*Task requirements*:
Only lines containing the string "light" belong in the answer; find them in the records and copy them.

*Provided data*:
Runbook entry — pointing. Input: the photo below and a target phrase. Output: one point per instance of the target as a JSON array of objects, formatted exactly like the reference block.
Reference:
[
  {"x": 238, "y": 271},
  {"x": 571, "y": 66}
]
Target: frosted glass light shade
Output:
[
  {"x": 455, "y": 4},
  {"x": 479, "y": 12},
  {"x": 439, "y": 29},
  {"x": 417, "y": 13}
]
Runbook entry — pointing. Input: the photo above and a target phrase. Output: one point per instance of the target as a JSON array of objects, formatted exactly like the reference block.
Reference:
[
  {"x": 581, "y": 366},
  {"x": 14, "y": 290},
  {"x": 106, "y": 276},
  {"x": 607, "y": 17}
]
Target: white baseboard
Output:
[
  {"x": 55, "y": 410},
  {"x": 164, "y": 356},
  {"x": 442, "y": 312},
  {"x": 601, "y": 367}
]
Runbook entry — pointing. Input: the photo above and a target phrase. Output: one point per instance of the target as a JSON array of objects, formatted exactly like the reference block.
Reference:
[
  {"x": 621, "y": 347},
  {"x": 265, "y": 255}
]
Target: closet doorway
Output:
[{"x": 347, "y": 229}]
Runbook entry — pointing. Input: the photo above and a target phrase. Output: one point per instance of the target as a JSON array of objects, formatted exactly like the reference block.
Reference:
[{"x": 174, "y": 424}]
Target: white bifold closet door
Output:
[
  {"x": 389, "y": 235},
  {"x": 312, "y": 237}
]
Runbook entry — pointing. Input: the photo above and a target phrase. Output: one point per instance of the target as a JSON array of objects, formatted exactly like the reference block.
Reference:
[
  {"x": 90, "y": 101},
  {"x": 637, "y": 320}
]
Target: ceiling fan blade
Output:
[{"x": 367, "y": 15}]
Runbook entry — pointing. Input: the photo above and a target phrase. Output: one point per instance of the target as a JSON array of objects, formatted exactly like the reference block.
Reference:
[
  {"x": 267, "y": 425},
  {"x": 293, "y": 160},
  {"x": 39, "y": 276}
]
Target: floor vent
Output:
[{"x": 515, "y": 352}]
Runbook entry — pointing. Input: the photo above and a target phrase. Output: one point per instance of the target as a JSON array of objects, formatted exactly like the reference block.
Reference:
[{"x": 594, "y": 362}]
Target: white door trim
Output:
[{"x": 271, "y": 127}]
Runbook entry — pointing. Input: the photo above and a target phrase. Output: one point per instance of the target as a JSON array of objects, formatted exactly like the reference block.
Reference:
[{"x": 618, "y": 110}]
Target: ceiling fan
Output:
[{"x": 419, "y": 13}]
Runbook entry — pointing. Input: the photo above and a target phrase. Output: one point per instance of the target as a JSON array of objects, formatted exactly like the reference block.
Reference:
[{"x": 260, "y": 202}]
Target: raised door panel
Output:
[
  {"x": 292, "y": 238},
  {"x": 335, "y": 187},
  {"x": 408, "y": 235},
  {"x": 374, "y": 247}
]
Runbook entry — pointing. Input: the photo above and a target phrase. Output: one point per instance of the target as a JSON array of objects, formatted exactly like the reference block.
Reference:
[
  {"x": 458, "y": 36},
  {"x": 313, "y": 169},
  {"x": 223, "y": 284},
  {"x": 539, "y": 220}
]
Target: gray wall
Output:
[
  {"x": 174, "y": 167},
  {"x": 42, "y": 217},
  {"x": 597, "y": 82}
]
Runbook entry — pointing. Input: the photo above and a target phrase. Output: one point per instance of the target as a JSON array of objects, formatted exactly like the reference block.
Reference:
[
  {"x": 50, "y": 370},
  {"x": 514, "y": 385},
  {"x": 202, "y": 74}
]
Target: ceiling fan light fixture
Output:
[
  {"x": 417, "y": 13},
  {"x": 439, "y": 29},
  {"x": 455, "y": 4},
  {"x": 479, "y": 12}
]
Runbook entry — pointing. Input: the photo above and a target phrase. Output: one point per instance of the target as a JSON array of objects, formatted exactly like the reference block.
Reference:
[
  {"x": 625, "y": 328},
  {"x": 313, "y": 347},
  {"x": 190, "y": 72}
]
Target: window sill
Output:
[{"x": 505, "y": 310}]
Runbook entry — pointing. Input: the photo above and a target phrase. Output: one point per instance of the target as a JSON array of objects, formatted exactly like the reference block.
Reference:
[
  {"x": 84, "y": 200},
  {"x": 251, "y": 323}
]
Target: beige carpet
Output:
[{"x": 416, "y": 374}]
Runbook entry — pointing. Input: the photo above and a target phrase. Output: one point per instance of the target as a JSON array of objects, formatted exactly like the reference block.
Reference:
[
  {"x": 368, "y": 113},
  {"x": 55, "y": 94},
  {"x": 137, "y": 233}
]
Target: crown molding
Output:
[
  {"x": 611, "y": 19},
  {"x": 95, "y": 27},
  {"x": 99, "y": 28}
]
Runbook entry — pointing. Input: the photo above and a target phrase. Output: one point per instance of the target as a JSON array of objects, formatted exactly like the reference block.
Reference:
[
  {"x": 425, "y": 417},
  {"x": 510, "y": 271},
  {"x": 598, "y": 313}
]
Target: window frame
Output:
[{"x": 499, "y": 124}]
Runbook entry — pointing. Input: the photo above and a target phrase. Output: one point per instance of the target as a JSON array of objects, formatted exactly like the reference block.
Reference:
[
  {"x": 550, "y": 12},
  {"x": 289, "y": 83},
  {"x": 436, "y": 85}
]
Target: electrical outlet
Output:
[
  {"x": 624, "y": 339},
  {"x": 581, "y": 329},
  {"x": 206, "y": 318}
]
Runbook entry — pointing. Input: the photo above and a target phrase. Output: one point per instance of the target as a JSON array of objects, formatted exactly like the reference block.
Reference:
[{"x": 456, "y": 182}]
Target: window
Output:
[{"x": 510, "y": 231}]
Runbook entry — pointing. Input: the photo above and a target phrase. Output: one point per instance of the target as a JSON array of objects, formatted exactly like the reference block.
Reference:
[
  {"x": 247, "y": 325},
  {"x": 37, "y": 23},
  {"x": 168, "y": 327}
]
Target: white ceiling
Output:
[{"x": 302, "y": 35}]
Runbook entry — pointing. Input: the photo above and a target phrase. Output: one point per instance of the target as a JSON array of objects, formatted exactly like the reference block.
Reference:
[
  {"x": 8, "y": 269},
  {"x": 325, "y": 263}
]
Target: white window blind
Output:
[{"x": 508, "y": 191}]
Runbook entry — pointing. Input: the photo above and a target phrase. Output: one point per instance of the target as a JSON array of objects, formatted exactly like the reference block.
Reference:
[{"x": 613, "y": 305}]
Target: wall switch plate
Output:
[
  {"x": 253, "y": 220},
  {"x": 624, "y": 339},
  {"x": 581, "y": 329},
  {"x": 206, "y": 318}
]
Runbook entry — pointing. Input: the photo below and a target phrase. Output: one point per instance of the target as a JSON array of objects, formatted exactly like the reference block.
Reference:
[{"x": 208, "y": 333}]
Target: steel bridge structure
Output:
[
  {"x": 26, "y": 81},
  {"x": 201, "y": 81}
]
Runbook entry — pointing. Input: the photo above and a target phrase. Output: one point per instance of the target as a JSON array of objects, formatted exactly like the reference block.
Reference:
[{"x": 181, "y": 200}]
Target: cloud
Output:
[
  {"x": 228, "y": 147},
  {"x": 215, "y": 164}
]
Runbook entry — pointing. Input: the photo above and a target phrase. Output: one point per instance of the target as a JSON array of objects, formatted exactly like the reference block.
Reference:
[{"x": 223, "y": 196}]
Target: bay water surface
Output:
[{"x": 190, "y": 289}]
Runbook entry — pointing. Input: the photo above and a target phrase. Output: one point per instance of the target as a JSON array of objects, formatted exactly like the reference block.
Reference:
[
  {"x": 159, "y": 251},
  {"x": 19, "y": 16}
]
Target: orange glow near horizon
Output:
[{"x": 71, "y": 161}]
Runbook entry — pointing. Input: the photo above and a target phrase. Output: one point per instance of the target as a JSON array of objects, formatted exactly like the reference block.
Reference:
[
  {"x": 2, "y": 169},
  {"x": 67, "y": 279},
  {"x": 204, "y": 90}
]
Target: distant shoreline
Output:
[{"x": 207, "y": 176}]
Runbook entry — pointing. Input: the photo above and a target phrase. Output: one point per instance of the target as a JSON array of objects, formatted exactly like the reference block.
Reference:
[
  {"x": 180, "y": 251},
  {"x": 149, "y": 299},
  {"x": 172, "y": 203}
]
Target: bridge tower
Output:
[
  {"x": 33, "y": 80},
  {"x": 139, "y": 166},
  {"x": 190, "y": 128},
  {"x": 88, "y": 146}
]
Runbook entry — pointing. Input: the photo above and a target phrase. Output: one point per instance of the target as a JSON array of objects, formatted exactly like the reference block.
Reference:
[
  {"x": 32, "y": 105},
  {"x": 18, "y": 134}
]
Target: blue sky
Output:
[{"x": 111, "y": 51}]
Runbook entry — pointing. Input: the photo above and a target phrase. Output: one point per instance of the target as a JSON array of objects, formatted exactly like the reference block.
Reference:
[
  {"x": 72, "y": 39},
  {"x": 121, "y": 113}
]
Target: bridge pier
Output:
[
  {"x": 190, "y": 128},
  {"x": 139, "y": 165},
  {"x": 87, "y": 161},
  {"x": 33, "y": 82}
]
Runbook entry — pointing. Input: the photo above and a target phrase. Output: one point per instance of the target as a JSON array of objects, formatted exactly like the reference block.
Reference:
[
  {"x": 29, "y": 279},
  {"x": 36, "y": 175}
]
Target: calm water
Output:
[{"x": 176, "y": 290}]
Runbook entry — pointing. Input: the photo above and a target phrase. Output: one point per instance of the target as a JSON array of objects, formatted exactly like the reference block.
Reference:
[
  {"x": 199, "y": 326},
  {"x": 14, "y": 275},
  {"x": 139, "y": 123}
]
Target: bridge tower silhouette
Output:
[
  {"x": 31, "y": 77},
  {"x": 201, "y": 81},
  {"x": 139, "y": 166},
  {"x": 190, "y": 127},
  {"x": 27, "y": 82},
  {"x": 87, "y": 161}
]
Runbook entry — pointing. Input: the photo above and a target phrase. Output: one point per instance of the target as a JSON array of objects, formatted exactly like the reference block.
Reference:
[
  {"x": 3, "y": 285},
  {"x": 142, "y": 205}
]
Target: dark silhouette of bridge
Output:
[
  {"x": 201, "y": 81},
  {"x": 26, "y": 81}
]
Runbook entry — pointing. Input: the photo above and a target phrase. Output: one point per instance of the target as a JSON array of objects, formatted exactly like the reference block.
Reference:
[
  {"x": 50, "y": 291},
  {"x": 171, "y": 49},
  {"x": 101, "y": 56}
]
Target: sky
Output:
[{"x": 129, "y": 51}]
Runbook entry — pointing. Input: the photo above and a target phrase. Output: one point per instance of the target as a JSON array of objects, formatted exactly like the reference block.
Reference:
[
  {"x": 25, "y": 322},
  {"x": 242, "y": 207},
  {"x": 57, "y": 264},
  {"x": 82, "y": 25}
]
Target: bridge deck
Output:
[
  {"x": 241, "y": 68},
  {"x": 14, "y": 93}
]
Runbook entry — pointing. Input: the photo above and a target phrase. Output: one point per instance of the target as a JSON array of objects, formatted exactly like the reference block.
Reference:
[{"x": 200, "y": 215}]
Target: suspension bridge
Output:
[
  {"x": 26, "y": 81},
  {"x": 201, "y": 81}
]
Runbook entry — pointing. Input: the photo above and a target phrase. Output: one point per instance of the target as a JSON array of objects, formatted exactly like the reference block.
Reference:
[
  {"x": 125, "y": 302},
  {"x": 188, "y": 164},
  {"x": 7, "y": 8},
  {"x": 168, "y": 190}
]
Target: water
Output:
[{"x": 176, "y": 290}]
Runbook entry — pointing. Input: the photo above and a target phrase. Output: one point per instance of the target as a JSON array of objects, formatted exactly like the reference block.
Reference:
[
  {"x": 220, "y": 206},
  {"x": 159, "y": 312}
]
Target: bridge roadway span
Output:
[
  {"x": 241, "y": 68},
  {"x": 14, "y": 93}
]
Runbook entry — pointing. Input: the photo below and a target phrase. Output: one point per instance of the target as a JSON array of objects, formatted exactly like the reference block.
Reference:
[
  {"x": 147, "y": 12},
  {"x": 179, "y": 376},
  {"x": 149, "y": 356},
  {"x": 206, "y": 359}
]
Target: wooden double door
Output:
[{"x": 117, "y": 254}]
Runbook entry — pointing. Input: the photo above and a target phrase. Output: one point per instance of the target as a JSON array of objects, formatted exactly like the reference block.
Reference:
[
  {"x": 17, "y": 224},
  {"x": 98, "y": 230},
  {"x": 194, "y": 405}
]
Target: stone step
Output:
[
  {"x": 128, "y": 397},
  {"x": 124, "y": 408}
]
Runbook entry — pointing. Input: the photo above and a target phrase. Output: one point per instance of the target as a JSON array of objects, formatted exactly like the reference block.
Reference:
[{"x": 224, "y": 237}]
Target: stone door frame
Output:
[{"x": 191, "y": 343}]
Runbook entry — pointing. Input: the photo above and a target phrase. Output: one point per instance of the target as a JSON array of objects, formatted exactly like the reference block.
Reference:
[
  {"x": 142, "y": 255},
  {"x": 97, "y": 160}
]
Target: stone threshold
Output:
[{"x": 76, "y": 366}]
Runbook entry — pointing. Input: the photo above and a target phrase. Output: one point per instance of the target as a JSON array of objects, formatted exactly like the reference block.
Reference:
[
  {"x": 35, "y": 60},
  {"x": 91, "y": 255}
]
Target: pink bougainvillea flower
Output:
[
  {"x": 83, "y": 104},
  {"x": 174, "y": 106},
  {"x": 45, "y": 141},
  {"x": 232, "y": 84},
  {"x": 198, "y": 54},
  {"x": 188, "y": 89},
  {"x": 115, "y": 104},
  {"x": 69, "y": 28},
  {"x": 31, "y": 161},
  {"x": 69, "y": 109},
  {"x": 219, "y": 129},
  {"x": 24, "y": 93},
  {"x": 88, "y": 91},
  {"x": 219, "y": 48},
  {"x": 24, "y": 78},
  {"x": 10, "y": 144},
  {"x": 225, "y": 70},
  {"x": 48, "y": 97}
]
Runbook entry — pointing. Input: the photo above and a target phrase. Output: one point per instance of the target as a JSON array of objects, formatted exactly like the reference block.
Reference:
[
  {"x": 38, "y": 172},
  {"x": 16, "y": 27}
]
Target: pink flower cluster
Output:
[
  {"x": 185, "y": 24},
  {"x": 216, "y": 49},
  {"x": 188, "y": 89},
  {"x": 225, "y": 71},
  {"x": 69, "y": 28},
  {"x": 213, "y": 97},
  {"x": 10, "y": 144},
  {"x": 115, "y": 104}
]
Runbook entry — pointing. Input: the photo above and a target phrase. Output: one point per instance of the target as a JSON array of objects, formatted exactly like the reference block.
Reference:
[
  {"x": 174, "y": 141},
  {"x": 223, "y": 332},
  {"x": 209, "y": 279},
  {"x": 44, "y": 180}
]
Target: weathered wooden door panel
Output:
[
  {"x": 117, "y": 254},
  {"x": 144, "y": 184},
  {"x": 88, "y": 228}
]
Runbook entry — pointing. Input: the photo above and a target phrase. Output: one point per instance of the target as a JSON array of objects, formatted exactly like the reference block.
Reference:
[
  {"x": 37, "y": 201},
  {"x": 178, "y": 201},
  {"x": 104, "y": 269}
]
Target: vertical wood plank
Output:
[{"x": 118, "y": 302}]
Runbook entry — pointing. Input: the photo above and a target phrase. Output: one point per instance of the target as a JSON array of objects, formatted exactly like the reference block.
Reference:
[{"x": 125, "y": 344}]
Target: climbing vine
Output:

*Result below*:
Target: frosted glass light shade
Target: ceiling fan light fixture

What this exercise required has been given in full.